— Begin —
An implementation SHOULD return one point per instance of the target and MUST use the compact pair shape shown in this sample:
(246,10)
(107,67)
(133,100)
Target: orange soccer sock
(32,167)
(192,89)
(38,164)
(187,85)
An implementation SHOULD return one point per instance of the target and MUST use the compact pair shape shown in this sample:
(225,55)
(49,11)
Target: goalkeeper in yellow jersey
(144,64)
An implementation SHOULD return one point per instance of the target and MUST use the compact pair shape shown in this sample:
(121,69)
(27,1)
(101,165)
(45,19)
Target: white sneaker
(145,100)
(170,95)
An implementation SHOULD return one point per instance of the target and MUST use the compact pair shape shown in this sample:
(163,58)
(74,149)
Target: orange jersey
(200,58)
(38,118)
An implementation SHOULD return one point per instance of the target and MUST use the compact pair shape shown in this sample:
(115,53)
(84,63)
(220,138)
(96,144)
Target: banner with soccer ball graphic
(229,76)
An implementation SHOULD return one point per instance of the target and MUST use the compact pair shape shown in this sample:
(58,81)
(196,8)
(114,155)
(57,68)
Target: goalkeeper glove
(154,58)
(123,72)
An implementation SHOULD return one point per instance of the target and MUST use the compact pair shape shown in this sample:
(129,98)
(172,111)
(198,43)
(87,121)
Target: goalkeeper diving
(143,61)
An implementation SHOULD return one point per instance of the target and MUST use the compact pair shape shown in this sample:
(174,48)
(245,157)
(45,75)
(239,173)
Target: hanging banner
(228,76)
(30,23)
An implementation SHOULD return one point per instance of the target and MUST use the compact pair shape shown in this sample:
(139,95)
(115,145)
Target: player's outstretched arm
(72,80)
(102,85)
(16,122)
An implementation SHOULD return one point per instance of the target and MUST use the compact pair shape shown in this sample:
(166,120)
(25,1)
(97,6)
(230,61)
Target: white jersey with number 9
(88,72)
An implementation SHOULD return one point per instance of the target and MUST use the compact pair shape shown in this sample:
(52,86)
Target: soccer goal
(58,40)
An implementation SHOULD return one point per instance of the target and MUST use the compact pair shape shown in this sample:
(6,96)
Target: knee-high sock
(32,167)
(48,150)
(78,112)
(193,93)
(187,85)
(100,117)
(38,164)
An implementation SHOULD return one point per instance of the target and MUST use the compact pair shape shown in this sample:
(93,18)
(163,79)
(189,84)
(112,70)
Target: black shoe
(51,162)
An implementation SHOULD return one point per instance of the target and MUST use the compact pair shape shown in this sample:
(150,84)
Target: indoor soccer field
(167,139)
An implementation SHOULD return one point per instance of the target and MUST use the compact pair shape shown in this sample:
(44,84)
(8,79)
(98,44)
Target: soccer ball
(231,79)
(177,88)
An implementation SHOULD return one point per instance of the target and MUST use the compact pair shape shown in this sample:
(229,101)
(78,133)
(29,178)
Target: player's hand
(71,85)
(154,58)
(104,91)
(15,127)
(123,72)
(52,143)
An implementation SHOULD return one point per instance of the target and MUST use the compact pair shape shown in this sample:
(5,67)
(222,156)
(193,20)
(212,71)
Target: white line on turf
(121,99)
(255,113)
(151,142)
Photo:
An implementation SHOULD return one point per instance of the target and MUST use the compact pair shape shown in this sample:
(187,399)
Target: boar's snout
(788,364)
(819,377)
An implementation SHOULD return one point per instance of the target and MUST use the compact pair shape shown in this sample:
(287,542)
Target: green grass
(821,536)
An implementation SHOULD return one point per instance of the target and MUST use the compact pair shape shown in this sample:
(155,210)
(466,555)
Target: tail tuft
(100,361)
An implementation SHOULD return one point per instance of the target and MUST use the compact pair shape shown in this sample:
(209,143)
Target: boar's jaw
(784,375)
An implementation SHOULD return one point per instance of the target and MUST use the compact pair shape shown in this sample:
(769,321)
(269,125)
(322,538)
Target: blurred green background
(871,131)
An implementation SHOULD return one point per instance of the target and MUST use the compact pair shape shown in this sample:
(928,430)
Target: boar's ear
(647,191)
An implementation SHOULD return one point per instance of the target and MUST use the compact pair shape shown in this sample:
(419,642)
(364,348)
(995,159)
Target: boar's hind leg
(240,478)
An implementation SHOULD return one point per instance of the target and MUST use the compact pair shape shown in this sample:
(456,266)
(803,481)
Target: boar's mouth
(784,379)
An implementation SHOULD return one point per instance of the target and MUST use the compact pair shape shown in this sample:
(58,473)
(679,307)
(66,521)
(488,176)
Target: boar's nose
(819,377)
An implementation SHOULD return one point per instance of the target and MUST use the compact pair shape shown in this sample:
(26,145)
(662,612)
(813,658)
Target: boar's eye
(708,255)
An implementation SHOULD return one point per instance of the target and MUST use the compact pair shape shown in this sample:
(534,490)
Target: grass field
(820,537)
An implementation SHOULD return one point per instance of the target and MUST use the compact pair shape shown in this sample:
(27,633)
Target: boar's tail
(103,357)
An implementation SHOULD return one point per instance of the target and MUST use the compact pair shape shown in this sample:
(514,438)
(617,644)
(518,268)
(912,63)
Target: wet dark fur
— End —
» **Task description**
Nothing may be left out: return each entry exactly as it reads.

» **Reply**
An implementation SHOULD return one point per instance of the target and MUST use the compact pair shape shown in this sample:
(246,10)
(107,67)
(133,100)
Target: orange soccer sock
(32,167)
(192,89)
(38,164)
(187,85)
An implementation SHOULD return one point per instance of the target and MUST use the compact pair shape shown in this sample:
(225,55)
(49,11)
Target: goalkeeper in yellow jersey
(144,64)
An implementation SHOULD return one point per instance of the target and MUST use the compact pair shape shown in this sample:
(121,69)
(27,1)
(101,165)
(45,19)
Target: white sneaker
(145,100)
(170,95)
An implementation SHOULD return one point per instance of the target and MUST use the compact pair shape shown in this sample:
(163,58)
(74,149)
Target: orange jersey
(200,58)
(38,118)
An implementation SHOULD return one point per instance of the target and MUST use the compact pair shape shown in this sample:
(115,53)
(84,63)
(220,138)
(96,144)
Target: banner with soccer ball graphic
(229,76)
An implementation SHOULD return one point per instance of the target and MUST use the compact pair shape shown in this sample:
(58,81)
(196,8)
(114,155)
(57,68)
Target: goalkeeper glove
(154,58)
(123,72)
An implementation SHOULD return one point per instance of the target and MUST use the compact pair shape shown in this sample:
(129,98)
(172,111)
(198,43)
(87,121)
Target: goalkeeper diving
(143,61)
An implementation SHOULD return one point per instance of the target and MUST use the compact pair shape shown in this sample:
(174,48)
(245,157)
(45,75)
(239,173)
Target: hanging banner
(228,76)
(30,23)
An implementation SHOULD return one point per instance of the target and MUST use the compact pair shape shown in this sample:
(139,95)
(115,145)
Target: player's outstretched arm
(72,80)
(102,85)
(16,122)
An implementation SHOULD return one point per instance of the target and MUST use the compact pair shape shown in this sample:
(166,120)
(25,1)
(97,6)
(230,61)
Target: white jersey with number 9
(88,72)
An implementation SHOULD return one point per instance of the target and MUST use the compact pair shape shown in this sample:
(52,86)
Target: soccer goal
(58,40)
An implementation SHOULD return one point per instance of the target and MUST use the compact pair shape shown in this sample:
(6,96)
Target: knee-high sock
(32,167)
(48,150)
(78,112)
(193,93)
(187,85)
(100,117)
(38,164)
An implementation SHOULD return one point per instance of the target and MUST use the compact pair shape shown in this sample:
(93,18)
(163,79)
(189,84)
(112,70)
Target: black shoe
(51,162)
An implementation SHOULD return one point per instance of the target and MUST use the compact pair shape shown in this sample:
(150,84)
Target: indoor soccer field
(167,139)
An implementation SHOULD return one point per instance of the target and MUST use the compact pair shape shown in this sample:
(44,84)
(8,79)
(98,44)
Target: soccer ball
(231,79)
(177,88)
An implementation SHOULD return one point per instance of the target and MUST use the compact pair shape shown in this sample:
(229,101)
(78,133)
(29,178)
Target: player's hand
(71,85)
(154,58)
(104,91)
(15,127)
(123,72)
(52,143)
An implementation SHOULD return one point per instance of the target and MUST use the compact pair shape shown in this sample:
(5,67)
(222,156)
(193,20)
(212,71)
Target: white line on turf
(121,99)
(255,113)
(151,142)
Photo:
An implementation SHOULD return one point per instance of the target and MUST use the compact pair shape shown in this sample:
(187,399)
Target: boar's snout
(788,364)
(819,377)
An implementation SHOULD return one point per instance of the target and MUST use the compact pair shape shown in this sample:
(287,542)
Target: green grass
(821,536)
An implementation SHOULD return one point per instance of the target and MUST use the compact pair shape shown in this sample:
(155,210)
(466,555)
Target: tail tuft
(100,361)
An implementation SHOULD return one point per instance of the target and MUST use the compact pair shape shown in this sample:
(209,143)
Target: boar's jaw
(784,375)
An implementation SHOULD return one point per instance of the target and MUST use the compact pair shape shown in this sample:
(769,321)
(269,125)
(322,538)
Target: blurred green background
(871,131)
An implementation SHOULD return one point per instance of the target and MUST use the compact pair shape shown in this sample:
(928,430)
Target: boar's ear
(647,191)
An implementation SHOULD return one point per instance of the target and MUST use the compact pair shape shown in this sample:
(419,642)
(364,348)
(995,159)
Target: boar's hind leg
(240,478)
An implementation SHOULD return one point per instance of the target and MUST use the compact pair shape shown in this sample:
(456,266)
(803,481)
Target: boar's mouth
(784,379)
An implementation SHOULD return one point per instance of the target and MUST use the compact pair shape shown in this sample:
(58,473)
(679,307)
(66,521)
(488,176)
Target: boar's nose
(819,377)
An implementation SHOULD return one point per instance of the target and MUST use the compact pair shape shown in this sample:
(26,145)
(662,612)
(813,658)
Target: boar's eye
(708,255)
An implementation SHOULD return one point per instance of the target and MUST use the compact pair shape shown in this sample:
(534,490)
Target: grass field
(820,537)
An implementation SHOULD return one point per instance of the target and MUST use the compact pair shape shown in this sample:
(27,633)
Target: boar's tail
(103,357)
An implementation SHOULD return one point per instance of the target and MUST use the compact pair shape shown in this sample:
(514,438)
(617,644)
(518,268)
(912,63)
Target: wet dark fur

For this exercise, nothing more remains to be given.